> Text section
## Begin
So retired U.S. Supreme Court Justice John Paul Stevens is calling for a repeal of the 2nd Amendment.

Only 5,895 more policymakers have to agree.

But unlike Stevens, those 5,895 men and women need to have an actual vote in the matter, serving as legislators in federal and state government.

Stevens, who turns 98 in a few weeks, made his view known in an op-ed in the New York Times, arguing that schoolchildren and others calling for various gun control measures need to set their sights higher and demand a repeal of the 2nd Amendment, dubbing it “a relic of the 18th century.”

Of course, the means to repeal the amendment also dates back to the 18th century.

Repeal would require a new amendment. And the U.S. Constitution provides limited ways to do that. New amendments can be proposed by a two-thirds majority of both the U.S. Senate and House of Representatives or by a constitutional convention. Such a convention would need to be called for by two-thirds of the nation’s state legislatures.

Assuming the repeal effort took the first route — none of the amendments so far have come through a convention — the proposed amendment would need the support of 290 House members and 67 U.S. senators.

And that’s just for the repeal amendment to be proposed. To become part of the Constitution, the new amendment must be ratified by three-fourths of the state legislatures. That’s the general assemblies of 38 of the 50 states.

State legislatures — like the states themselves — are not created equal. But as of last year, the number of men and women serving as state legislators was 7,383, according to the National Conference of State Legislatures.
## End
> Problems to solve
1. In the piece on repealing the 2nd Amendment, how many House members and U.S. senators would have to back a repeal amendment for Congress to propose it?
2. Extend the piece on repealing the 2nd Amendment, starting after its final sentence.
The data that comes after this point is from an unrelated source.

> Given entries
## Begin
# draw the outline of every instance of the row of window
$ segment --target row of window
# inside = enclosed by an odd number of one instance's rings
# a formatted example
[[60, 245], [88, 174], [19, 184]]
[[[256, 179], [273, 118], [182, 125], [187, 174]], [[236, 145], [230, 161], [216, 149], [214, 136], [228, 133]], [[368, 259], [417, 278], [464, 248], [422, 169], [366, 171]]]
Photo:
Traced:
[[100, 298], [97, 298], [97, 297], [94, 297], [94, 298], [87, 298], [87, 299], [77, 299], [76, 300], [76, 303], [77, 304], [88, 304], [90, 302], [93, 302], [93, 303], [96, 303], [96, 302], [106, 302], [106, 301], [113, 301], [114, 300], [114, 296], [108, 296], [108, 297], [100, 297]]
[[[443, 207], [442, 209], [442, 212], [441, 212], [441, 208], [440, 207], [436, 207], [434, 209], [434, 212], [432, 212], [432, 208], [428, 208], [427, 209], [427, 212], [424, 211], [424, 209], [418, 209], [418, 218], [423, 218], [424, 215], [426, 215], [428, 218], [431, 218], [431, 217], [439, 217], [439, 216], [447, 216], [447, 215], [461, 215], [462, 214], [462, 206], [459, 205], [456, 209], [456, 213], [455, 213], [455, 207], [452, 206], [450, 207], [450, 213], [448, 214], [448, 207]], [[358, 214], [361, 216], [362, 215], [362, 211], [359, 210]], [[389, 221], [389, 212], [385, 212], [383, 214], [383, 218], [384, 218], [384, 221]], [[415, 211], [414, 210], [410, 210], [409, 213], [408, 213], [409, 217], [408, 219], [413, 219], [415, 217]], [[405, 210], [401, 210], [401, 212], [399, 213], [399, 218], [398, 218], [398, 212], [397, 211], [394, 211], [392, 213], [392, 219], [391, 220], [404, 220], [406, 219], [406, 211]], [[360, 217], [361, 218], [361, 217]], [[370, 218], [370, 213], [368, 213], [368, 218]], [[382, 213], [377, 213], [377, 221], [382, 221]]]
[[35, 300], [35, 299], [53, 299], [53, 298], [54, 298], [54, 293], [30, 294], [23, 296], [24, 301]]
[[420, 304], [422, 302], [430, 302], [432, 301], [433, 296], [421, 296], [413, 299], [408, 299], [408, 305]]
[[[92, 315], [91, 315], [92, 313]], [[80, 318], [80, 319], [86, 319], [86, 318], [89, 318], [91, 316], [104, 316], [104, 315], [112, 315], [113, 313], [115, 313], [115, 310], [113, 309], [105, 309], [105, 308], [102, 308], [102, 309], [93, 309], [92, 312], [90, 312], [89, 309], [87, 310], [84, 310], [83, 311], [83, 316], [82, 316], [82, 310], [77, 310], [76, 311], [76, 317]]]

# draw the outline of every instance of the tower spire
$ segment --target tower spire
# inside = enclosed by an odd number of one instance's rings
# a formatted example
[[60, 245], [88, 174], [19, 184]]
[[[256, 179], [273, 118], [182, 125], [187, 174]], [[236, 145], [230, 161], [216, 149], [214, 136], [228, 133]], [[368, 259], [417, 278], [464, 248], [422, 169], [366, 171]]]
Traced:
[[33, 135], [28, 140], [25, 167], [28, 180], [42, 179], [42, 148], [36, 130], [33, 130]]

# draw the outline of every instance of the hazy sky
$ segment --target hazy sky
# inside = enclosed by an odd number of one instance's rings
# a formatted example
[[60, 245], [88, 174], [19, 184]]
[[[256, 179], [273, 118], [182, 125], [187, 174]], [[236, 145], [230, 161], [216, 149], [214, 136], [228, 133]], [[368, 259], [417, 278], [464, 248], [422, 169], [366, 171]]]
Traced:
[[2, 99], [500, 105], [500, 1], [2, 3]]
## End
> Results of the tasks
1. 290 House members and 67 U.S. senators.

2.
So based on averages, across the nation some 5,538 of those legislators would need to vote to ratify the repeal in order to achieve the required three-fourths vote.

Adding those to the 67 U.S. senators and 290 House members needed brings the total number of legislators needed for a repeal to 5,895.

And what is the likelihood of finding that many votes to repeal the 2nd Amendment?

“Unlikely and nil,” is the probability range, says longtime political science professor John S. Jackson, of the Paul Simon Public Policy Institute at Southern Illinois University.

The U.S. House is “gerrymandered heavily in the Republican states toward the rural areas, and the Senate is constitutionally gerrymandered,” Jackson said, allowing lower population states and nonurban Americans to have a disproportionate vote.

“We have rule by an intense minority, and nobody’s going to change the Constitution on the distribution of two Senate seats to every state, and that is the most important” factor, Jackson said.

So Stevens’ call to repeal the 2nd Amendment?

“Thirty-eight states it takes to do that, and there is no way you can find 38 states that would agree with the justice,” Jackson said.